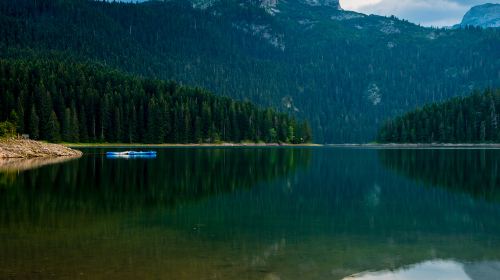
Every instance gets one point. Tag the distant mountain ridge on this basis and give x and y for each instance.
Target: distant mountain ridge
(343, 71)
(487, 15)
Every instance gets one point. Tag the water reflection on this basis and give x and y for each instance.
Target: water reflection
(474, 172)
(438, 269)
(11, 165)
(313, 213)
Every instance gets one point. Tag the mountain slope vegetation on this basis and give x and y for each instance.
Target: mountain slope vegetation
(472, 119)
(60, 100)
(344, 72)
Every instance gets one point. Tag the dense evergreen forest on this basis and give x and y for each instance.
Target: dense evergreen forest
(472, 119)
(344, 72)
(60, 100)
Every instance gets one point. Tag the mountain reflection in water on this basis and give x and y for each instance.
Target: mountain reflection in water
(250, 213)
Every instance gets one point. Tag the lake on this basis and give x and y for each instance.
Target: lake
(255, 213)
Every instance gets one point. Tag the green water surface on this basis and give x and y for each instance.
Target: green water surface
(255, 213)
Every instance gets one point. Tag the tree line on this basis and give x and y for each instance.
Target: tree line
(344, 76)
(61, 100)
(472, 119)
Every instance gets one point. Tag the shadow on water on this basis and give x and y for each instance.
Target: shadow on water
(95, 183)
(312, 213)
(469, 171)
(15, 165)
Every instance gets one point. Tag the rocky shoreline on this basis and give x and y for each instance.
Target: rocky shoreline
(23, 148)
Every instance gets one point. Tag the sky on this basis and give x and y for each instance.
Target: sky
(425, 12)
(437, 13)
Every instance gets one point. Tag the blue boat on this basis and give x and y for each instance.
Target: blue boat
(131, 154)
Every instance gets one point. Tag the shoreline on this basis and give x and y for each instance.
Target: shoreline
(192, 145)
(15, 148)
(417, 146)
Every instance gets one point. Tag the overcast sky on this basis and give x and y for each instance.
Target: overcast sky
(424, 12)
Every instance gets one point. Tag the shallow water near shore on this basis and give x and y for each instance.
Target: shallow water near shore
(255, 213)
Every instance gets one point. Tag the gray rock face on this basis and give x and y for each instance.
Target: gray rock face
(487, 15)
(274, 3)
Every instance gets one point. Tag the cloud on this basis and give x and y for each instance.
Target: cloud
(424, 12)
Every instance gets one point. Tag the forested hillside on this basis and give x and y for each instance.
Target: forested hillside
(60, 100)
(472, 119)
(344, 72)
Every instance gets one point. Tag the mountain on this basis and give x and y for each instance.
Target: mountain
(344, 72)
(61, 100)
(487, 15)
(471, 119)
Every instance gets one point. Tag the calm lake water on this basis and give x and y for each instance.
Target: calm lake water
(255, 213)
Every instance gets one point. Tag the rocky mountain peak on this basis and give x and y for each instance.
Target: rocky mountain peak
(487, 15)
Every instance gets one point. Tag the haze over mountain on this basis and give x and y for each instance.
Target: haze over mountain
(343, 71)
(487, 15)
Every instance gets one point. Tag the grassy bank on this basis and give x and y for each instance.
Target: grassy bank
(105, 145)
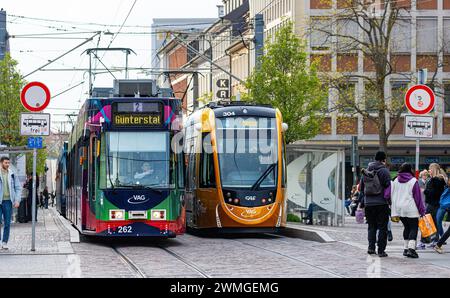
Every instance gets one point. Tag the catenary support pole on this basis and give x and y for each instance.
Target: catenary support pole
(33, 208)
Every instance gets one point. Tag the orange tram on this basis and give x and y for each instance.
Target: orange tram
(236, 168)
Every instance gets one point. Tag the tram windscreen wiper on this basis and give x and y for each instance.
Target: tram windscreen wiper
(138, 186)
(263, 177)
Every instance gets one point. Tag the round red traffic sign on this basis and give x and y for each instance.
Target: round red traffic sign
(35, 97)
(420, 99)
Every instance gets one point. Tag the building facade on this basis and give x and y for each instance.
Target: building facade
(220, 51)
(161, 32)
(420, 42)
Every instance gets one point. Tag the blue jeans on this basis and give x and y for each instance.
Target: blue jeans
(5, 214)
(439, 218)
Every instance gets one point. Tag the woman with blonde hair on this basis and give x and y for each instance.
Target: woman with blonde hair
(433, 191)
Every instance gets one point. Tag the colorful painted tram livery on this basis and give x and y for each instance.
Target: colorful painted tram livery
(123, 179)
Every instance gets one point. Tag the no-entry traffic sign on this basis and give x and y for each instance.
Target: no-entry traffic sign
(420, 99)
(35, 97)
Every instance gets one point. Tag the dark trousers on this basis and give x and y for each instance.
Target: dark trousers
(411, 228)
(377, 218)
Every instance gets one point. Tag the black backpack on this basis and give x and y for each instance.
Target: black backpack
(372, 185)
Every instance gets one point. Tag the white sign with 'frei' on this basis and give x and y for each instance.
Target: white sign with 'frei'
(419, 127)
(34, 124)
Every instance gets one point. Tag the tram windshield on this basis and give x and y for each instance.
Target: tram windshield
(138, 159)
(248, 152)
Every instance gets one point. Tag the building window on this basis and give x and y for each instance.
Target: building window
(347, 30)
(370, 98)
(319, 39)
(401, 36)
(427, 35)
(347, 97)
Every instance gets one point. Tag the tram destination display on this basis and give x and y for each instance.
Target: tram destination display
(138, 114)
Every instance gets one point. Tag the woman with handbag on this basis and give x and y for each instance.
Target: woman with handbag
(444, 206)
(407, 205)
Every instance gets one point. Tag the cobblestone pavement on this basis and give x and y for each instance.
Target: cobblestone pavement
(239, 256)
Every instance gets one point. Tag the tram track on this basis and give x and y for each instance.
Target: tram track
(338, 255)
(334, 274)
(133, 267)
(186, 262)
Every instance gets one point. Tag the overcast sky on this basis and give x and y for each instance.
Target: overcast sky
(32, 53)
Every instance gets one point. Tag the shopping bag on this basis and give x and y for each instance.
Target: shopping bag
(427, 226)
(359, 214)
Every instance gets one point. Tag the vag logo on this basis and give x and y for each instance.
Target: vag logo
(138, 199)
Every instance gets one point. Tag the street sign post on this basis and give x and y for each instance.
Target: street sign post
(34, 124)
(35, 97)
(224, 91)
(419, 100)
(419, 127)
(35, 143)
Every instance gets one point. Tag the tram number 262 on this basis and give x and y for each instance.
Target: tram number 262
(125, 230)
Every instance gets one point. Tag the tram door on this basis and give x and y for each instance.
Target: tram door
(92, 185)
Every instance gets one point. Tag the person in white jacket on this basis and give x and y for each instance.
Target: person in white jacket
(10, 191)
(407, 204)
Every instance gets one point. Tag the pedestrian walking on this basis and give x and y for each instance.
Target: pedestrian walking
(30, 197)
(444, 207)
(407, 204)
(423, 179)
(433, 192)
(374, 182)
(10, 192)
(46, 197)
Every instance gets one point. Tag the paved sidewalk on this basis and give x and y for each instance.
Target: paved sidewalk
(355, 235)
(53, 256)
(51, 236)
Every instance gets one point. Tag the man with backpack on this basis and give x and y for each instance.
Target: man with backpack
(374, 182)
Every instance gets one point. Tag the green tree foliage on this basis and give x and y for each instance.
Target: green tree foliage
(11, 84)
(285, 80)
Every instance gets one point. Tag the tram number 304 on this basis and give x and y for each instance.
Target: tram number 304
(125, 230)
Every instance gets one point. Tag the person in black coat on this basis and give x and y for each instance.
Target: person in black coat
(376, 206)
(433, 191)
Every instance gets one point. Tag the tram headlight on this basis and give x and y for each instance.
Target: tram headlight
(117, 214)
(158, 214)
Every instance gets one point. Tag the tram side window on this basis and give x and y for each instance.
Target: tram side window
(181, 170)
(207, 178)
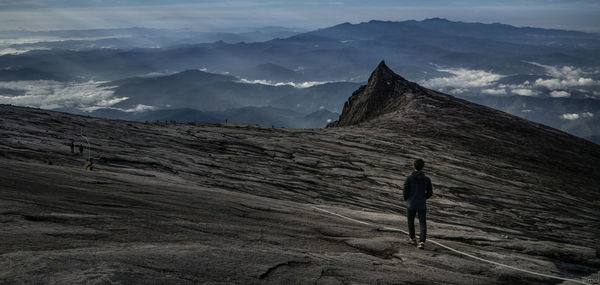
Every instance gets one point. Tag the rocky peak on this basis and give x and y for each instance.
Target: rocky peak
(385, 92)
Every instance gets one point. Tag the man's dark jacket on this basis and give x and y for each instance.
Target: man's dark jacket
(417, 189)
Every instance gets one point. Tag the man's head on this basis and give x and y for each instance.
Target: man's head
(418, 164)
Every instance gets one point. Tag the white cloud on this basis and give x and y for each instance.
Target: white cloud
(558, 94)
(293, 84)
(575, 116)
(458, 90)
(140, 108)
(501, 91)
(564, 77)
(523, 92)
(48, 94)
(462, 78)
(569, 116)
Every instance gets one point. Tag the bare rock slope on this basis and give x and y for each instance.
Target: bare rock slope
(185, 204)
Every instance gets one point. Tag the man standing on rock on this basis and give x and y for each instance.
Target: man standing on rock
(417, 189)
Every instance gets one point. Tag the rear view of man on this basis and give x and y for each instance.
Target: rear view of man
(417, 189)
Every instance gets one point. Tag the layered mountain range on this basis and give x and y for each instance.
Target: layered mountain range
(187, 203)
(547, 76)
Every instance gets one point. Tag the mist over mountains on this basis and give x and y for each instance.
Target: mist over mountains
(547, 76)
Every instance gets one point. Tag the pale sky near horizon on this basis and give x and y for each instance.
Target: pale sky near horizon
(212, 15)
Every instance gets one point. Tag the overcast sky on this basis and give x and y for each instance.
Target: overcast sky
(227, 14)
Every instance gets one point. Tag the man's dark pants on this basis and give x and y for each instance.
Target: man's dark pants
(410, 213)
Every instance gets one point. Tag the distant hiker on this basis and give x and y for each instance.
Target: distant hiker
(417, 189)
(49, 160)
(90, 165)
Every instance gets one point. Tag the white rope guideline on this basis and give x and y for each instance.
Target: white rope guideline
(454, 250)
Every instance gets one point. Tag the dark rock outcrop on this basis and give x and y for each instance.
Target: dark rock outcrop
(386, 92)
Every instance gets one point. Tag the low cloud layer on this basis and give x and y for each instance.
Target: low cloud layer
(462, 78)
(47, 94)
(575, 116)
(557, 82)
(293, 84)
(564, 77)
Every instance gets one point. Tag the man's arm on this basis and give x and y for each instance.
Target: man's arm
(406, 189)
(429, 190)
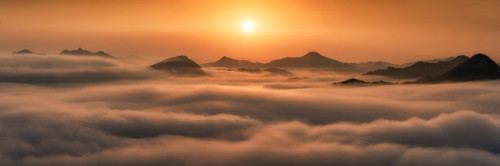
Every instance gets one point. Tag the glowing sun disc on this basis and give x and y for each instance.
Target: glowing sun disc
(248, 26)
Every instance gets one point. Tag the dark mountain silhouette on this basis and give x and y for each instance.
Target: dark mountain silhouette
(277, 71)
(420, 69)
(26, 51)
(359, 67)
(249, 70)
(310, 60)
(318, 61)
(478, 67)
(233, 63)
(270, 71)
(353, 81)
(179, 66)
(82, 52)
(429, 61)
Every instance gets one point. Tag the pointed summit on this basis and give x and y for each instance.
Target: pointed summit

══════════

■ INSTRUCTIONS TO FOLLOW:
Precisely the lines between those holding "Every instance gets one point. Tag the tram windshield" and "Every instance gets one point. Tag the cobblestone", inclusive, are to be reproduced from the listing above, with nothing added.

■ SOLUTION TO THE EXERCISE:
Every instance gets one point. Tag the tram windshield on this basis and give x and y for each instance.
Target: tram windshield
(138, 159)
(248, 152)
Every instance gets one point. Tag the building window on this basis and give x and y for each instance.
Target: building window
(347, 30)
(370, 98)
(319, 39)
(401, 36)
(427, 35)
(347, 97)
Every instance gets one point. Tag the tram destination display on this basis and give x and y for each instance.
Target: tram destination display
(138, 114)
Every instance gets one point. Tag the woman with handbag on this basis and give x and y for each instance.
Target: woman with handbag
(444, 206)
(407, 205)
Every instance gets one point. Tag the cobblestone pavement on this basis and give x and y for each instance.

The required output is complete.